What to work on
Copy the records, starting at the line that contains "Readme: the locator spots each instance of the left" and ending at the last line of the records, keeping every line, including the requests. Scale each point coordinate in the answers by 1.5, rounding to whole numbers with halves rounded up.

[start]

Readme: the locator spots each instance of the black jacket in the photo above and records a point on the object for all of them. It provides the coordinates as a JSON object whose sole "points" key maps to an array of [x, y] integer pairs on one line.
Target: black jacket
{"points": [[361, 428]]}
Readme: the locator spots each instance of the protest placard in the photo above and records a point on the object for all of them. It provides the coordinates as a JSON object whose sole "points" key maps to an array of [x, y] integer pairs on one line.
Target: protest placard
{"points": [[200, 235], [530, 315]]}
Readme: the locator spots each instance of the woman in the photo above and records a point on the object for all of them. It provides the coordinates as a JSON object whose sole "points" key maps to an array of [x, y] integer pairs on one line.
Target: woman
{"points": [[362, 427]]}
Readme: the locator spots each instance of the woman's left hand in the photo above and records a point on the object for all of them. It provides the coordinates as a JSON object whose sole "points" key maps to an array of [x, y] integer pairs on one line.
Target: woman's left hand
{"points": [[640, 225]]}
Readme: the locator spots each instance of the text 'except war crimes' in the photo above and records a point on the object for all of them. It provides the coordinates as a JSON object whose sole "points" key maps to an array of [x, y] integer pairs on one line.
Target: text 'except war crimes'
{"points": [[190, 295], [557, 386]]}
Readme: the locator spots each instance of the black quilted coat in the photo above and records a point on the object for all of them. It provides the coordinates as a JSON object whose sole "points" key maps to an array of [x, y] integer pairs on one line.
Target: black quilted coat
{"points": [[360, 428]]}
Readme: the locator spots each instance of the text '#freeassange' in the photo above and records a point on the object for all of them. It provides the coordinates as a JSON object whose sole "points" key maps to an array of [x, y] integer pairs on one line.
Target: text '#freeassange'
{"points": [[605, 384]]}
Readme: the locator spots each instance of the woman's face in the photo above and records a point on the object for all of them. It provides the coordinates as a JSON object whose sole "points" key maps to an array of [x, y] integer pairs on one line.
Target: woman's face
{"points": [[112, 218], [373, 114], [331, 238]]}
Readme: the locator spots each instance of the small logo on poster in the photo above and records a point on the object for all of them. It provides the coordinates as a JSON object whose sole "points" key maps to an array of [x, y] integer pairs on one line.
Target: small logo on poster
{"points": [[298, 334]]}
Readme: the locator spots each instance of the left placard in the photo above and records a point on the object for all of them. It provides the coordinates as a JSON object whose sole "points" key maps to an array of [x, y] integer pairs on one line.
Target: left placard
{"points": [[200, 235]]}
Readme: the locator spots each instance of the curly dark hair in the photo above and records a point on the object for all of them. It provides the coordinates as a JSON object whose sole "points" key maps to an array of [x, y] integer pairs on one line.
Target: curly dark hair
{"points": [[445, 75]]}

[end]

Expected output
Readme: the locator spots each instance of the left placard in the photo above and records a point on the object for all of them. It provides the coordinates as a JSON object whose sole "points" key maps to an array of [x, y] integer pairs on one line.
Target: left placard
{"points": [[300, 353]]}
Readme: the locator spots each instance of the curly dark hair in the photo above and records a point on the object for all of them. It provides the coordinates as a JSON object whose sole "points" key maps to an array of [x, y] integer pairs on one line.
Target: curly dark hair
{"points": [[668, 113]]}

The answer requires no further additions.